===== DATASET RECORDS

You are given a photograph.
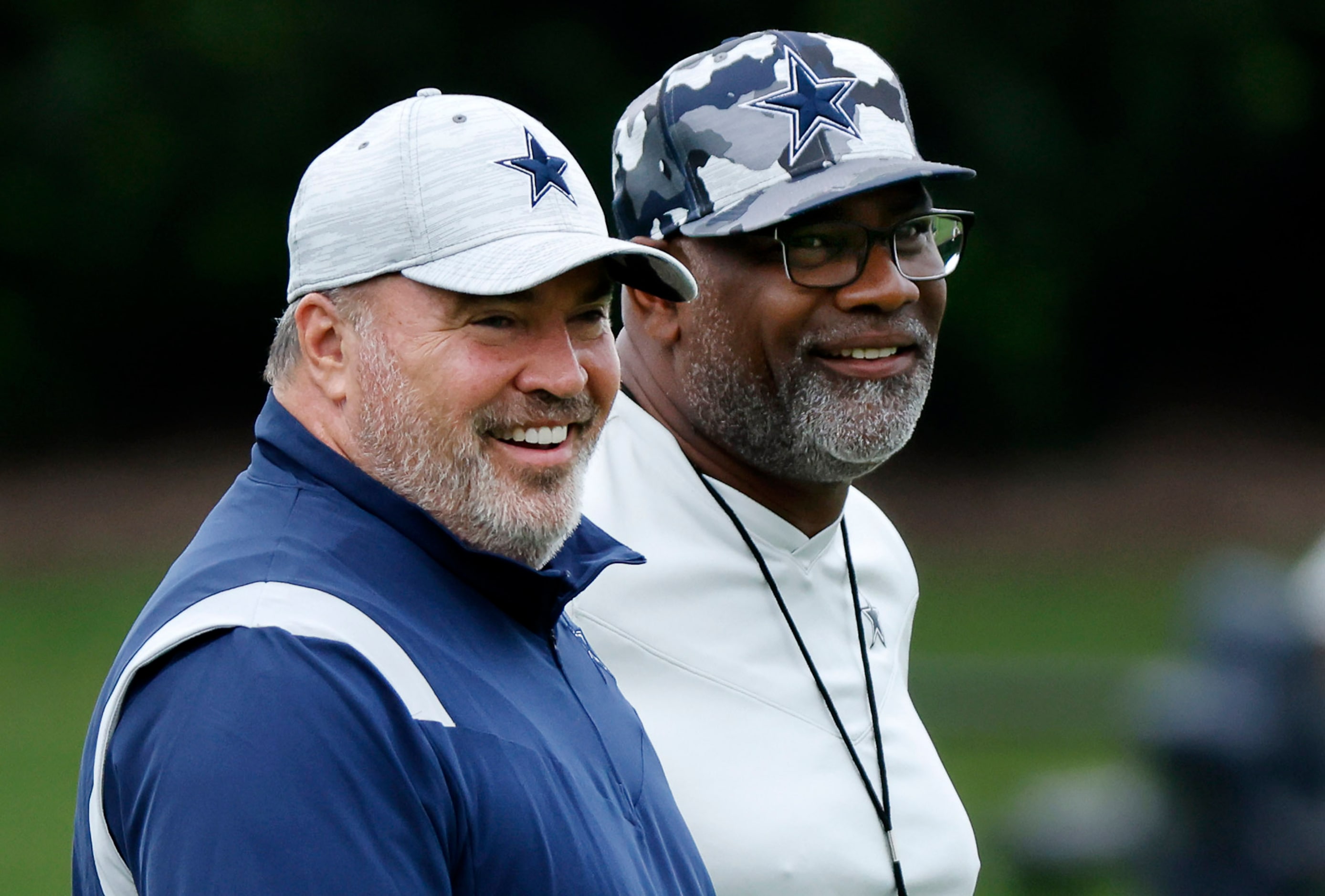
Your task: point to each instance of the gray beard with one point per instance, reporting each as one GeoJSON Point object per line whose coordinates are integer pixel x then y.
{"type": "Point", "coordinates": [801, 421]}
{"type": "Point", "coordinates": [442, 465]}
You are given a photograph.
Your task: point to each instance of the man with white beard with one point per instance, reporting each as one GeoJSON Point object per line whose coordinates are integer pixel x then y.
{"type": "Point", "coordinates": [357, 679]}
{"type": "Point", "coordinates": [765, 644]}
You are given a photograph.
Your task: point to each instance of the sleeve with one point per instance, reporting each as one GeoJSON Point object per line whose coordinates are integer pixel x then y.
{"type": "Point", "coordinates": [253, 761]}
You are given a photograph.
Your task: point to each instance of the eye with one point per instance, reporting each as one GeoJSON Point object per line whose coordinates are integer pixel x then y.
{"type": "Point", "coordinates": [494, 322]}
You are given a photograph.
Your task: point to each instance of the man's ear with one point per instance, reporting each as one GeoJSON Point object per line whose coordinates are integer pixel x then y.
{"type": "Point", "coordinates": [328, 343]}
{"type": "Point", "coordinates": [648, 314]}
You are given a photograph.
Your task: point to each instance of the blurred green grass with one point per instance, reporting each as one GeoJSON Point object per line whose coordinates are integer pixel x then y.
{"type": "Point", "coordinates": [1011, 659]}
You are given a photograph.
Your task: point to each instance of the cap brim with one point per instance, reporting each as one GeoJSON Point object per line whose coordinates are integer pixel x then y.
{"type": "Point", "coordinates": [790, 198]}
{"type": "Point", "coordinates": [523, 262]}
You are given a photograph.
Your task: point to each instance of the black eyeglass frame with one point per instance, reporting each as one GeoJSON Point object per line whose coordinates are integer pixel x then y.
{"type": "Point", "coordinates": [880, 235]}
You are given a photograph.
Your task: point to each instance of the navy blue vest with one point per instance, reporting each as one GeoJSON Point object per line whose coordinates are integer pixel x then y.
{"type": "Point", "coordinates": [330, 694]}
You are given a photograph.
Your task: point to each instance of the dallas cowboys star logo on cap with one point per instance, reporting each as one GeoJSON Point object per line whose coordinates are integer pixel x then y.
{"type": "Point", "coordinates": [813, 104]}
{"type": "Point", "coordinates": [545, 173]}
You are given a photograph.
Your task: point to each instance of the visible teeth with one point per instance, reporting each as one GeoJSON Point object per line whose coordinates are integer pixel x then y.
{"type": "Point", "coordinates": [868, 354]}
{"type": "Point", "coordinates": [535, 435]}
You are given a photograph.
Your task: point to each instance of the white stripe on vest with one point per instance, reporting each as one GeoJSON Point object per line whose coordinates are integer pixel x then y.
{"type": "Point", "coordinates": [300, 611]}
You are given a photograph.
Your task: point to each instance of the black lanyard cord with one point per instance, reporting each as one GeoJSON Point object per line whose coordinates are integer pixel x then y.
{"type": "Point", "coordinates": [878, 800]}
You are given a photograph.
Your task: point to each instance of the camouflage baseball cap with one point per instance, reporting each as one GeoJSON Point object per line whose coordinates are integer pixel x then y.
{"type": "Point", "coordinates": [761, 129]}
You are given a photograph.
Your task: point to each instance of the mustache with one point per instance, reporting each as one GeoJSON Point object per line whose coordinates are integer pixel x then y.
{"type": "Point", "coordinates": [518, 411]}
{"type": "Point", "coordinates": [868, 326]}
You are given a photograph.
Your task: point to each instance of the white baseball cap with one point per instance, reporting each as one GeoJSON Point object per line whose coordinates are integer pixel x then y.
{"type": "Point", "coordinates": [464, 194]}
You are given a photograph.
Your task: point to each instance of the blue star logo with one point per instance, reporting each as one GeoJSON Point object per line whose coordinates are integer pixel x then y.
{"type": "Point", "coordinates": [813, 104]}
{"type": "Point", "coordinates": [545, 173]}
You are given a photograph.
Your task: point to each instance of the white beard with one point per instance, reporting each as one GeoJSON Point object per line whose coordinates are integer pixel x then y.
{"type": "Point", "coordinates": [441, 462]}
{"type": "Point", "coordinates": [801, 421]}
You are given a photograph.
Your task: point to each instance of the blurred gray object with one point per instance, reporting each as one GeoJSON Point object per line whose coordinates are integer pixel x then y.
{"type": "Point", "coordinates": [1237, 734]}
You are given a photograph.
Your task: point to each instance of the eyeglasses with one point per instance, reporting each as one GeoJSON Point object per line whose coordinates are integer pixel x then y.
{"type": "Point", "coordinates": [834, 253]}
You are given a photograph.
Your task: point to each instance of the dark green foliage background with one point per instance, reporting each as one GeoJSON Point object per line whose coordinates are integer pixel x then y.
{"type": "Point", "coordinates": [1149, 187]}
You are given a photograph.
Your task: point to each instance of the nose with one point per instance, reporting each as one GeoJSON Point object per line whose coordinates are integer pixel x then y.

==========

**WHAT TO WORK ON:** Make a verbatim copy of all the entries and strip out the pictures.

**SOLUTION:**
You are given a photograph.
Your task: point to each instance of the gray beard with one point per instance, reporting each as one GeoJSON Point object per line whose coordinates are integer pixel x then y.
{"type": "Point", "coordinates": [801, 421]}
{"type": "Point", "coordinates": [442, 465]}
You are given a photograph.
Your task: point to each instance of the man with white beard with one point per instance, reporting each as one GeoJSON Point object per line whose coordinates are integer pixel x then y.
{"type": "Point", "coordinates": [357, 679]}
{"type": "Point", "coordinates": [765, 644]}
You are given a photograph.
Your task: point to each instance of the sleeve with one point per instance, reporting each as one GeoJSON Point object per line whose coordinates are integer pixel x then y.
{"type": "Point", "coordinates": [253, 761]}
You are given a photograph.
Your task: point to each instance of the eye with one point per instance, reporting each as one GeoJSON Point object per line whose coordinates are integer pixel x then y.
{"type": "Point", "coordinates": [494, 322]}
You are given a photograph.
Your task: point to each instance of the man's ear with one point per instance, reporting each as one GeoJSON Point object per line whose coordinates are integer pixel x then y.
{"type": "Point", "coordinates": [328, 343]}
{"type": "Point", "coordinates": [648, 314]}
You are given a photograph.
Your task: point to each instance of the blurred green grass with one point per instance, reporting each as one GeoJSON Point object per line whose coordinates are integer pixel x then y.
{"type": "Point", "coordinates": [1011, 659]}
You are given a photograph.
Your task: point to each instance of the cap brim with one point per instance, reporting each as one GeoJSON Point object per line whose coordinates are integer pixel x then y.
{"type": "Point", "coordinates": [790, 198]}
{"type": "Point", "coordinates": [523, 262]}
You are given a photograph.
Your task: point to each instance of the black eyeglass frame with one point per instance, reporting each as one GeoJSON Point object per line whose coordinates are integer pixel x then y.
{"type": "Point", "coordinates": [880, 235]}
You are given a photograph.
Your task: point to each instance of the navy blue vest with one point per instance, reporting each as one GeoJSON Point object per line whose coordinates are integer pixel x then y.
{"type": "Point", "coordinates": [330, 694]}
You are given a photograph.
Your task: point to each instance of the dallas cowboys star logo on cap with one point per instance, reporting each as one GeoJSON Point object per line whose coordinates are integer pixel x then y.
{"type": "Point", "coordinates": [813, 104]}
{"type": "Point", "coordinates": [545, 173]}
You are given a photograph.
Your task: point to each instance of the visible teeth with one point per instance, reporting each as one GeoJSON Point object per line whose coordinates are integer pixel x then y.
{"type": "Point", "coordinates": [868, 354]}
{"type": "Point", "coordinates": [535, 435]}
You are given a photograph.
Your task: point to each instance of the white stripe on vest with one point per instance, reporting each as one GeoJSON Point object per line whose coordinates are integer pixel x then y.
{"type": "Point", "coordinates": [300, 611]}
You are given a photograph.
Your task: point to each instance of the black lanyard cord with one point per instance, reporting each as one GeoJSON Point object per line whose coordinates are integer pixel x then y.
{"type": "Point", "coordinates": [878, 800]}
You are given a photograph.
Your task: point to each instance of the camouflage baseball cap with one point per instance, reporting each as one GeoJSON Point object per line whose coordinates are integer pixel x then y.
{"type": "Point", "coordinates": [761, 129]}
You are given a photograph.
Your task: point to each instance of the mustache with one point per instance, reporting each as one GeoJSON Point object per line whose coordinates are integer pixel x then y.
{"type": "Point", "coordinates": [518, 411]}
{"type": "Point", "coordinates": [868, 326]}
You are given a photograph.
Your task: point to each instance of the white baseball cap with one point per instance, reporting each as one GeoJSON Point object per line whose coordinates are integer pixel x then y.
{"type": "Point", "coordinates": [464, 194]}
You are given a photograph.
Your task: point to each instance of the blue star logo with one point per instance, reporting each as one GeoJSON Point object per line whose coordinates are integer pixel x then y.
{"type": "Point", "coordinates": [813, 104]}
{"type": "Point", "coordinates": [545, 173]}
You are given a photograph.
Your task: point to each instance of the white beard with one point per instance, reporting each as one GeoJSON Point object per line whose coordinates are integer pixel x then y.
{"type": "Point", "coordinates": [441, 462]}
{"type": "Point", "coordinates": [801, 421]}
You are given a photograph.
Your task: point to each instance of the blurred gray object with one point per instance, reporting each as one GeoJSON Point object per line whose coordinates are integer pixel x then y.
{"type": "Point", "coordinates": [1237, 734]}
You are given a photograph.
Your task: point to each instance of the eyeglasses with one point per instance, reporting each as one GeoJSON Point object per line whose coordinates are integer pixel x then y.
{"type": "Point", "coordinates": [834, 253]}
You are given a photograph.
Your task: point to each instance of the dark green foliage background with one point per instance, reporting each as one GeoJSON Point object per line whose coordinates are integer pixel x then y.
{"type": "Point", "coordinates": [1149, 187]}
You are given a photograph.
Your task: point to each instance of the nose with one point per instance, reporting each as one GeoJSON Point object per line whose coordinates are integer pixel x then y.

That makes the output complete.